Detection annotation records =

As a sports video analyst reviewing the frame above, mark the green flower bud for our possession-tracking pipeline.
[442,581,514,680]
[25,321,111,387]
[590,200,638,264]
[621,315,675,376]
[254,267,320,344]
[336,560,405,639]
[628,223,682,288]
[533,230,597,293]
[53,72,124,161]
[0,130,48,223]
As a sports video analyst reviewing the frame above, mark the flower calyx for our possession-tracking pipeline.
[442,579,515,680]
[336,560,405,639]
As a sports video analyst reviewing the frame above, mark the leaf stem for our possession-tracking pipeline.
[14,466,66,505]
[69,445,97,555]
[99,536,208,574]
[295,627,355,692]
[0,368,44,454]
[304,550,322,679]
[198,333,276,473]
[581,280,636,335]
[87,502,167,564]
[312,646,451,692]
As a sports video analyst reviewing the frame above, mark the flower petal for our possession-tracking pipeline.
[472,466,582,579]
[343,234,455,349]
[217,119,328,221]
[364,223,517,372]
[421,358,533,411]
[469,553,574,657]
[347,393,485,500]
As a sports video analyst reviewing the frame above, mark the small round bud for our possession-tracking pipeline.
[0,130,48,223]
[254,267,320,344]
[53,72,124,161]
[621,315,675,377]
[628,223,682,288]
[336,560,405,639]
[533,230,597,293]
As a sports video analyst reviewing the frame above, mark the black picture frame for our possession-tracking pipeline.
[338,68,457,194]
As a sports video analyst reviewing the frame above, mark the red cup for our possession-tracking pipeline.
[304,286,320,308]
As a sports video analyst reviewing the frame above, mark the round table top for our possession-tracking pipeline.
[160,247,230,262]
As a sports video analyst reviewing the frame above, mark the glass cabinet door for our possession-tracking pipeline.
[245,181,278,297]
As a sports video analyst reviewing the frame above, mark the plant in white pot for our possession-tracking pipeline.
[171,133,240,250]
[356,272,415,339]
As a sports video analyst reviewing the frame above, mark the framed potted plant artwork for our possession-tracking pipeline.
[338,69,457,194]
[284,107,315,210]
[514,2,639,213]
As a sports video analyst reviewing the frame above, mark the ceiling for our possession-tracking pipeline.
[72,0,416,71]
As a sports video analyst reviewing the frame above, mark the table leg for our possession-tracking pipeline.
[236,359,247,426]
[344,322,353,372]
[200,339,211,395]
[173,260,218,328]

Exercise requirements =
Reproduce every line of the material above verbatim, without any changes.

Full solution =
As a sports video analyst reviewing the frame above, mark the green flower bud for our possession-tracking pipeline.
[442,581,514,680]
[25,321,111,387]
[590,200,638,264]
[621,315,675,376]
[254,267,320,344]
[336,560,405,639]
[628,223,682,288]
[533,230,597,293]
[53,72,124,161]
[0,130,48,223]
As a sports video analyst reviewing the frame above, mark the flower calyx for our possession-tracking pipeline.
[442,579,515,680]
[336,560,405,639]
As a sports video analyst reviewing the frame above, mark the leaf stem for our possession-tracking pipeline.
[14,466,66,505]
[69,445,97,555]
[99,536,208,574]
[295,627,355,692]
[0,368,44,454]
[304,550,322,679]
[198,333,276,473]
[581,280,636,335]
[87,502,167,564]
[312,646,451,692]
As a sports video analyst reviewing the frame above, mark the flower petal for our possession-tracking pipeline.
[472,466,582,579]
[343,234,455,349]
[217,119,328,221]
[364,223,517,372]
[421,358,533,411]
[469,553,574,657]
[347,393,485,500]
As a sports video analyst reviewing the frame above, mark the small round bud for our possession-tracking pipeline.
[0,130,48,223]
[254,267,320,344]
[53,72,124,161]
[621,315,675,377]
[628,223,682,288]
[336,560,405,639]
[533,230,597,293]
As a sports video analyst reviewing the frame above, mark the black picture frame for our possession-tracking pipeline.
[338,68,457,194]
As a sports video analyst reviewing the frame above, mark the red cup for our possession-tracking pipeline.
[304,286,320,308]
As a sports video analyst reviewing the frame above, mark the round table top for our possession-tracking pipeline.
[160,247,230,262]
As a sports video analyst reviewing the frame above, mark the glass cabinet door for our possession-tracking pipeline.
[245,181,278,297]
As a sports video analyst reviewing the frame above, mark the plant in white pot for our possession-tracking pipeline.
[171,133,240,250]
[356,272,415,339]
As a sports video analyst reviewing the frame above, mark the framed potted plant artwork for our possession-tracking pipeline.
[338,69,457,194]
[284,107,315,210]
[514,2,639,213]
As a sports video analyst reviewing the frame above, mark the ceiling for our possession-tracking pipeline.
[72,0,416,71]
As a sports video analyst reviewing the frame above, mark the table leg for our possession-tracking pipeline.
[236,359,247,426]
[344,322,353,372]
[200,339,211,395]
[173,260,218,328]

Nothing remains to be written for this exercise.